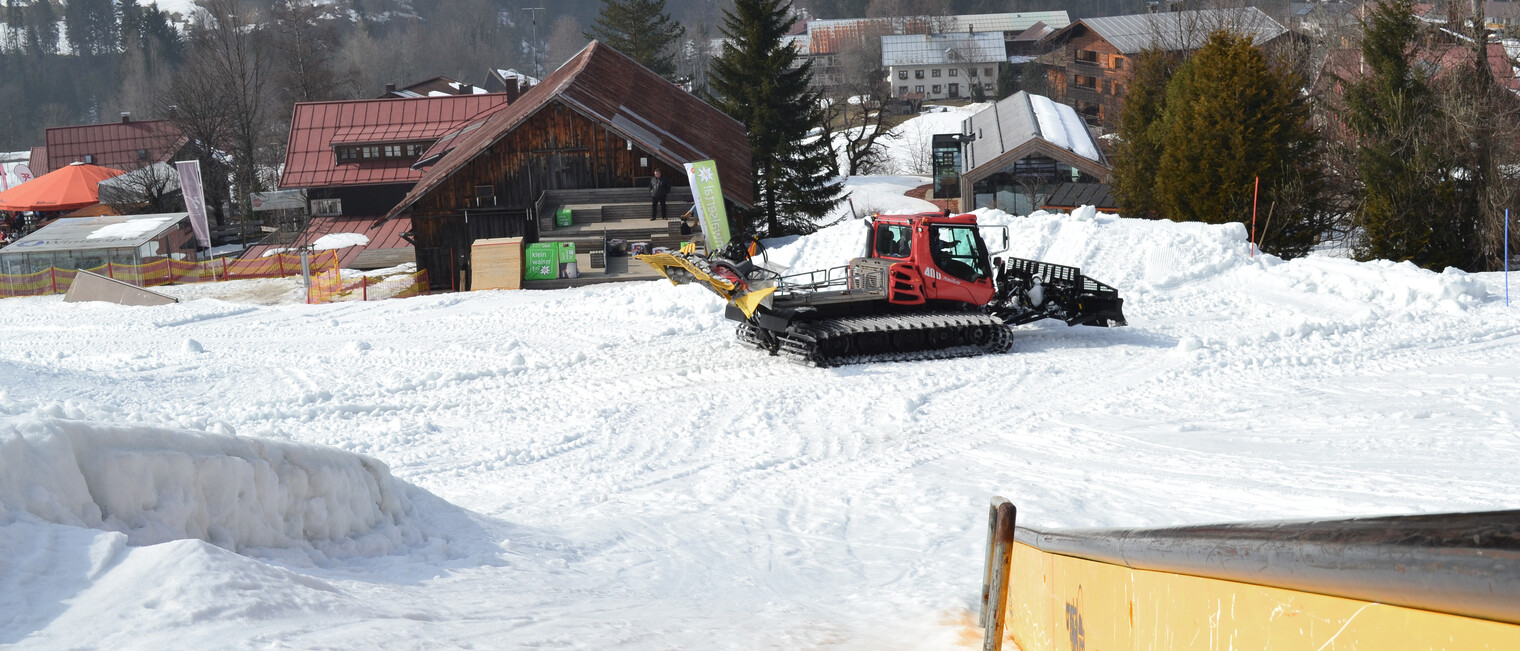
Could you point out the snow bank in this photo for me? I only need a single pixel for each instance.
(1151, 256)
(1057, 125)
(909, 143)
(339, 241)
(158, 484)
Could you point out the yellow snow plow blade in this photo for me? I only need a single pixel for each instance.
(678, 269)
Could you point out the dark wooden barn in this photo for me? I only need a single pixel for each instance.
(602, 120)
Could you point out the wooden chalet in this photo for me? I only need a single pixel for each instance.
(1090, 67)
(598, 123)
(354, 161)
(123, 145)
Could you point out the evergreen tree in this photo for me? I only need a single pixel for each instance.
(1408, 190)
(642, 31)
(1231, 117)
(756, 82)
(1140, 130)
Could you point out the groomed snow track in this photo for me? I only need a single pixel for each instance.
(886, 338)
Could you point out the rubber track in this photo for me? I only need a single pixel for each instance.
(803, 341)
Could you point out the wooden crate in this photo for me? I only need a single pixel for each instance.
(496, 263)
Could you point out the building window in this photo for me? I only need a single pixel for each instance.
(327, 207)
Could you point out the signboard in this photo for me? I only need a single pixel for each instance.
(195, 200)
(283, 200)
(709, 196)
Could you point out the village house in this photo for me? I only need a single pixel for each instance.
(1016, 154)
(1090, 66)
(122, 145)
(581, 145)
(353, 161)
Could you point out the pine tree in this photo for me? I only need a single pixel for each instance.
(756, 82)
(642, 31)
(1231, 117)
(1140, 128)
(1394, 116)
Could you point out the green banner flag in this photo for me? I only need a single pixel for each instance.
(709, 198)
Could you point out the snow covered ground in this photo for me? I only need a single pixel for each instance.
(605, 467)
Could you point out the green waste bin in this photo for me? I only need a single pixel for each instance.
(543, 260)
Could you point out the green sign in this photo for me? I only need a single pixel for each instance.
(709, 198)
(543, 260)
(549, 260)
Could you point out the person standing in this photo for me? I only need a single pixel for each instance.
(658, 187)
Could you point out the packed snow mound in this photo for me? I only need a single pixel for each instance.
(339, 241)
(158, 484)
(1146, 256)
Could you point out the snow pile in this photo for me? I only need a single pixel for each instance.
(158, 484)
(1149, 256)
(908, 146)
(339, 241)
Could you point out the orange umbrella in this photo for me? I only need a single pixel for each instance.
(69, 187)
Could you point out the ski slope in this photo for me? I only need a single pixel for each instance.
(605, 467)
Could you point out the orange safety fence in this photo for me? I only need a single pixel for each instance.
(330, 288)
(324, 286)
(167, 271)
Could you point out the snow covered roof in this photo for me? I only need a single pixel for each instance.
(1175, 31)
(937, 49)
(830, 35)
(1020, 119)
(96, 233)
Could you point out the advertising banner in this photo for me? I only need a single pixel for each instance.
(709, 196)
(280, 200)
(195, 200)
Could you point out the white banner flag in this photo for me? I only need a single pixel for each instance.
(195, 200)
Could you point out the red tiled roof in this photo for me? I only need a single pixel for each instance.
(38, 161)
(625, 98)
(315, 127)
(1347, 64)
(114, 143)
(386, 236)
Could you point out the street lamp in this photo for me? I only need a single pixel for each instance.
(532, 11)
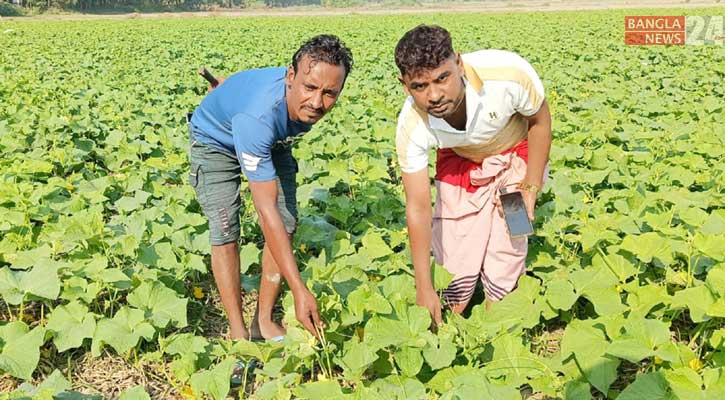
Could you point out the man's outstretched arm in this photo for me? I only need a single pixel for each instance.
(539, 138)
(419, 216)
(264, 195)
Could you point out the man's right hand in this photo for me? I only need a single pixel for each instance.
(306, 311)
(429, 299)
(220, 79)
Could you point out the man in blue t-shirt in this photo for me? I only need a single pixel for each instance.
(246, 125)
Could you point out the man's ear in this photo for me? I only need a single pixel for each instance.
(405, 87)
(290, 76)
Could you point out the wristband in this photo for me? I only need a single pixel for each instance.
(529, 187)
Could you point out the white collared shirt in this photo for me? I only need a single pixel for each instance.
(507, 85)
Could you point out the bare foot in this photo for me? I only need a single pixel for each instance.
(238, 333)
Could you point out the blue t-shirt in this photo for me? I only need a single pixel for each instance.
(246, 116)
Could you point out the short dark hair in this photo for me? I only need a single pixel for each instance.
(326, 48)
(423, 47)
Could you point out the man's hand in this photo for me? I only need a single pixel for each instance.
(220, 79)
(530, 202)
(430, 300)
(306, 311)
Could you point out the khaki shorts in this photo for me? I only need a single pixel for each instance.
(216, 178)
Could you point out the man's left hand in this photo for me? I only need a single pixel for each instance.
(530, 202)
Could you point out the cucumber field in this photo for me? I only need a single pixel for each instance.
(106, 289)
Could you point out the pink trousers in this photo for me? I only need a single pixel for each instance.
(470, 236)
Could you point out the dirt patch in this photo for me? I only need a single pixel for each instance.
(110, 375)
(484, 7)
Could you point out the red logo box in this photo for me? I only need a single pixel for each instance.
(652, 30)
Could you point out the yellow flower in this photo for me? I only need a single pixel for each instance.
(187, 392)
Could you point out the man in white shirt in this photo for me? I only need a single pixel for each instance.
(486, 113)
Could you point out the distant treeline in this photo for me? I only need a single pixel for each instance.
(141, 5)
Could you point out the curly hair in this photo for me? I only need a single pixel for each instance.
(326, 48)
(421, 48)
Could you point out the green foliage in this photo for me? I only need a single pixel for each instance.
(102, 241)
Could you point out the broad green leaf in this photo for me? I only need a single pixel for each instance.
(374, 246)
(42, 281)
(440, 355)
(249, 254)
(648, 246)
(70, 325)
(214, 382)
(409, 360)
(161, 304)
(21, 349)
(441, 277)
(588, 345)
(697, 299)
(122, 332)
(642, 339)
(137, 392)
(356, 358)
(560, 294)
(319, 391)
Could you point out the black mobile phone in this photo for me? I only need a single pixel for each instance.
(208, 76)
(514, 211)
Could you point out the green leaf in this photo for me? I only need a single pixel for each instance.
(710, 245)
(122, 332)
(137, 392)
(249, 255)
(441, 277)
(409, 359)
(28, 258)
(577, 390)
(10, 286)
(367, 298)
(641, 340)
(127, 204)
(319, 391)
(398, 387)
(685, 384)
(214, 382)
(560, 294)
(70, 324)
(598, 284)
(651, 386)
(588, 345)
(649, 246)
(21, 351)
(697, 299)
(356, 358)
(512, 362)
(374, 246)
(184, 343)
(441, 354)
(161, 304)
(716, 280)
(41, 281)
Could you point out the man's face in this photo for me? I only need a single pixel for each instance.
(440, 90)
(313, 89)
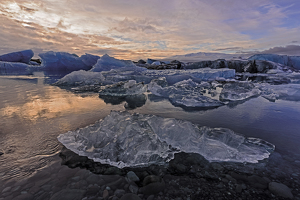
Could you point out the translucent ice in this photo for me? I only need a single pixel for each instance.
· · · · ·
§ WRITTEN INSTRUCTION:
Return every line of the entries above word for word, leaving out the pictures.

§ SOLUTION TO THIS EXERCISE:
Could you point out the snow bank in this photo for me? I only need a single pixel for each instance.
(1151, 256)
(1057, 125)
(909, 143)
(339, 241)
(158, 484)
Could you point out the yellow snow plow blade in this photo for me? I only need a single pixel for each instance.
(678, 269)
Could you point out the dark wooden barn in this photo for me? I only need a single pixel for each instance.
(602, 120)
Could you point out the wooden chalet in this photo for me? I only need a single pixel for each instance.
(1090, 67)
(598, 123)
(354, 161)
(123, 145)
Could you point out the evergreen tree in this photo for me? I only need a single pixel for each instance.
(1408, 190)
(642, 31)
(1231, 117)
(756, 82)
(1140, 130)
Could you point out the groomed snow track in this photo for me? I only need a single pixel for each instance.
(886, 338)
Could you point out the rubber track in this photo for me? I only need a single pixel for each instance.
(803, 341)
Could you point out the wooden crate in this photo for me? I only need a single pixel for each instance.
(496, 263)
Could you point out the building window in this photo for me? I only need a single pixel for each instance.
(327, 207)
Could you point out the signboard in this photo for me? I only need a single pixel for each instance.
(195, 200)
(283, 200)
(709, 196)
Could you point out the village house in this photo for me? I only need a single pixel for each instance.
(1016, 154)
(1090, 66)
(122, 145)
(581, 145)
(353, 161)
Could you point out the pine tree in this photo for me? I only need a single pixel for each instance.
(756, 82)
(642, 31)
(1231, 117)
(1140, 128)
(1394, 116)
Could you point out the green banner flag in this photo for me? I only need a single pixel for each instance.
(709, 198)
Could you point out the snow covered ground in this photo for me? I only need a single pixel for each instance.
(605, 467)
Could you point out the green waste bin in this photo for me? I only need a single pixel for each instance.
(543, 260)
Could you point out the green sign in this photo for me? I only need a single pixel for each instance.
(709, 198)
(543, 260)
(549, 260)
Could you point out the person standing in this photo for me? I only need a single pixel for each instance.
(658, 187)
Could you point out the packed snow mound in this photo for me? I only need a single pixel for each instance.
(339, 241)
(158, 484)
(1146, 256)
Could you point out the snow pile in this photo for me? I only need a single pixel for each instance.
(158, 484)
(1149, 256)
(908, 146)
(339, 241)
Could you point out the orange umbrella in this photo for me? I only need a single pixel for each instance.
(69, 187)
Could you point out the ski slope in this photo for me? I only need a single pixel for each instance.
(605, 467)
Could you point out the orange safety fence in this photo for me? I only need a single pixel for each instance.
(330, 288)
(324, 286)
(167, 271)
Could you point out the snow covered roof in this photo for me? I only need a single pixel for each instance.
(1175, 31)
(937, 49)
(830, 35)
(1020, 119)
(96, 233)
Could you point out the advertising banner in this photo for me? I only need a single pixel for each instance.
(709, 196)
(280, 200)
(195, 200)
Could you point out the white banner flag in this photo for me? I only need a single pixel for each instance.
(195, 200)
Could you point out the red tiled roof in this photo for me? I only need a single pixel for each instance.
(38, 161)
(625, 98)
(315, 127)
(1347, 64)
(114, 143)
(386, 236)
Could you point out the street lamp in this photo for me? I only need a single pixel for each instance.
(532, 11)
Could you point out the man's outstretched arm in this photo for me? I only need a single pixel for each instance.
(539, 138)
(419, 216)
(264, 195)
Could you point out the man's right hand in this photo for me? I only need a single pixel for each instance.
(306, 311)
(429, 299)
(220, 79)
Could you point out the man in blue t-shirt in this photo for me? I only need a single pixel for each instance.
(246, 125)
Could you point out the man's ear in this photo for me? I only need a single pixel for each instance.
(405, 87)
(290, 76)
Could you point out the wristband in this photo for me? I only need a single pixel for each instance.
(529, 187)
Could you point out the white collared shirt in this photo for me? I only need a single pixel for each instance.
(507, 85)
Could you point out the bare foot in this photo for me? I only need a single pixel for each instance.
(238, 333)
Could you point out the blue t-shirt in this photo for me? I only need a single pixel for each instance.
(246, 116)
Could you point out the short dark hair in this photo for me? I only need a single pixel for each instance.
(326, 48)
(423, 47)
Could you point out the man's hand in this photo for me? I only need a single pixel for each instance.
(220, 79)
(530, 202)
(430, 300)
(306, 311)
Could you point out the khaki shorts in this photo for me? I only need a single pixel for each instance.
(216, 178)
Could you point out the man's left hand in this photo for me? I only need a single pixel for each instance.
(530, 202)
Could you point out the cucumber field in this photo for me? I only need a single pixel for each instance.
(106, 289)
Could you point out the pink trousers in this photo for me? I only need a single pixel for each instance.
(470, 236)
Could you point out the dirt patch in this photo for me? I only need a single pixel for each instance.
(110, 375)
(484, 7)
Could you point out the red logo box in this photo for me? I only need a single pixel for each instance.
(652, 30)
Could you point out the yellow flower in this photo for me? I only need a single pixel for each instance.
(187, 392)
Could you point out the man in white shirt in this photo for me? I only need a single pixel for each instance.
(486, 113)
Could you point out the distant treeline in this photo for me? I only need a single pixel for each instance.
(141, 5)
Could you point out the curly hair in this photo for me? I only need a single pixel for each instance.
(326, 48)
(421, 48)
Could you point out the green foliage in this photo for me? I only need a single pixel for each instance.
(102, 241)
Could you point out the broad green leaf in this photo for me? I only need a single pixel for each instance.
(374, 246)
(42, 281)
(440, 355)
(249, 254)
(648, 246)
(70, 325)
(214, 382)
(409, 360)
(161, 304)
(21, 349)
(441, 277)
(588, 345)
(697, 299)
(122, 332)
(642, 339)
(137, 392)
(356, 358)
(560, 294)
(319, 391)
Could you point out the black mobile phone in this photo for me? I only need a single pixel for each instance.
(208, 76)
(514, 211)
Could you point out the green leaf in this photo for me? I only need a single pixel for each instance.
(710, 245)
(122, 332)
(137, 392)
(249, 255)
(441, 277)
(409, 359)
(28, 258)
(577, 390)
(10, 286)
(367, 298)
(641, 340)
(127, 204)
(319, 391)
(398, 387)
(685, 384)
(214, 382)
(560, 294)
(70, 324)
(598, 284)
(651, 386)
(588, 345)
(649, 246)
(21, 351)
(697, 299)
(356, 358)
(512, 362)
(374, 246)
(184, 343)
(441, 354)
(161, 304)
(716, 280)
(41, 281)
Could you point out the man's face in this photo for me? I only need a single pixel for each instance.
(440, 90)
(313, 89)
Could you point out the translucent ice in this photo for me? I only need a single pixel for each instance.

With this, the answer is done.